> Problem to work on:
Reproduce a passage of the appellate opinion below word for word, starting with "163 Wis.2d 318" and going on through "No. 90-0658.".

##### Selected text

Wagner v. State Department of Health & Social Services

471 N.W.2d 269 | Wis. Ct. App. | 1991

163 Wis.2d 318 (1991)
471 N.W.2d 269

Ralph M. WAGNER, Plaintiff-Appellant,
v.
State of Wisconsin DEPARTMENT OF HEALTH & SOCIAL SERVICES, Patricia Goodrich, Denis Moriearty, Gervase Thompson, St. Paul Fire & Marine Insurance Company, and Juneau County, Defendants-Respondents.

No. 90-0658.

Court of Appeals of Wisconsin.

Submitted on briefs October 9, 1990.
Decided May 9, 1991.

*320 For the plaintiff-appellant the cause was submitted on the briefs of Michael J. Ganzer and Daniel J. Miske of Fiorenza & Hayes, S.C. of Milwaukee.

For the defendants-respondents the cause was submitted on the briefs of Donald J. Hanaway, attorney *321 general, with Robert D. Repasky, assistant attorney general.

Before Eich, C.J., Gartzke, P.J., and Sundby, J.

GARTZKE, P.J.

Ralph Wagner appeals from an order dismissing his complaint against Denis Moriearty. On November 26, 1987, Wagner was the jailer in the Juneau County jail. Several inmates attacked him during their escape. Moriearty is a jail inspector employed by the Department of Health and Social Services. Wagner brought this action in negligence against Moriearty for damages resulting from his personal injuries.

##########
##### Information supplied

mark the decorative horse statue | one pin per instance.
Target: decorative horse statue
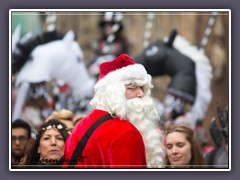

##########

> Written answer:
163 Wis.2d 318 (1991)
471 N.W.2d 269

Ralph M. WAGNER, Plaintiff-Appellant,
v.
State of Wisconsin DEPARTMENT OF HEALTH & SOCIAL SERVICES, Patricia Goodrich, Denis Moriearty, Gervase Thompson, St. Paul Fire & Marine Insurance Company, and Juneau County, Defendants-Respondents.

No. 90-0658.